- EXCERPT TO READ:
Beans Cut Diabetes Risk More Than Rice

Researchers have determined that even though beans and rice are often eaten together, it is the beans that offer the highest level of protection against developing type 2 diabetes.

The study, which was conducted in Costa Rica, involved gathering data from some 2,000 individuals which took a look at risk factors for certain diseases, mainly heart disease and diabetes. Between 1994 and 2004, scientists discovered that those individuals who regularly substituted beans for white rice experienced a reduction in the risk of symptoms which lead to diabetes. The drop was a whopping 35 percent.

The findings of the study were published in the American Journal of Clinical Nutrition.

“Rice is very easily converted into sugar by the body,” said research team member Frank Hu. “It's very highly processed. It's pure starch and starch is a long chain of glucose.”

- WHAT IS REQUIRED:
In the article on beans and diabetes risk, turn the paragraph beginning "The study, which was conducted in Costa Rica" into a short bulleted list that keeps its main facts.

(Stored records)
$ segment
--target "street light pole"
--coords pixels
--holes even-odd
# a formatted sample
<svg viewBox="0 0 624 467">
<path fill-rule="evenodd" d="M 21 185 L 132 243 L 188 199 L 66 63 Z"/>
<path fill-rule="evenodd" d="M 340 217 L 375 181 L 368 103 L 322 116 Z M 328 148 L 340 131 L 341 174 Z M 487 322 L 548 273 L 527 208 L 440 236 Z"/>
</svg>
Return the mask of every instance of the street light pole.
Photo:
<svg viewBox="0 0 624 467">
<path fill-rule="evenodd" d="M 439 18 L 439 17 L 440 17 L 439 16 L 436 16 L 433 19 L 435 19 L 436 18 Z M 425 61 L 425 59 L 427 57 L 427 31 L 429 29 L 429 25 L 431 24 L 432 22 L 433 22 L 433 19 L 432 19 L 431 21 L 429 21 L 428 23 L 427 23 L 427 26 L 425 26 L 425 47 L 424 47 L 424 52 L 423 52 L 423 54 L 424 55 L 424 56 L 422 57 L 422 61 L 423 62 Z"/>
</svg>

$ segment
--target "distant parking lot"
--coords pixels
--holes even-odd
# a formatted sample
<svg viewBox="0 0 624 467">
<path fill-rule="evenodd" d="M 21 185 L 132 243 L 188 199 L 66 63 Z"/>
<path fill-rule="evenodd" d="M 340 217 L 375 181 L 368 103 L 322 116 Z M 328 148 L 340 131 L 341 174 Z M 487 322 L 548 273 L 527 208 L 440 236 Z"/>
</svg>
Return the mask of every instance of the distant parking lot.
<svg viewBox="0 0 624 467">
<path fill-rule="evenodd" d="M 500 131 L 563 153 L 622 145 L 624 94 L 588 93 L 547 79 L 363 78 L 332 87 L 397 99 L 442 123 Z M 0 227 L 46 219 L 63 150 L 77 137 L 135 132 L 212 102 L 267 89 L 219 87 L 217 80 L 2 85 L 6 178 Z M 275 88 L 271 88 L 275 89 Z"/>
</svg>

- RESPONSE FOR THIS EXERCISE:
- The study took place in Costa Rica and gathered data from about 2,000 people.
- It examined risk factors for certain diseases, mainly heart disease and diabetes.
- It covered the years 1994 to 2004.
- People who regularly substituted beans for white rice had a 35 percent lower risk of symptoms that lead to diabetes.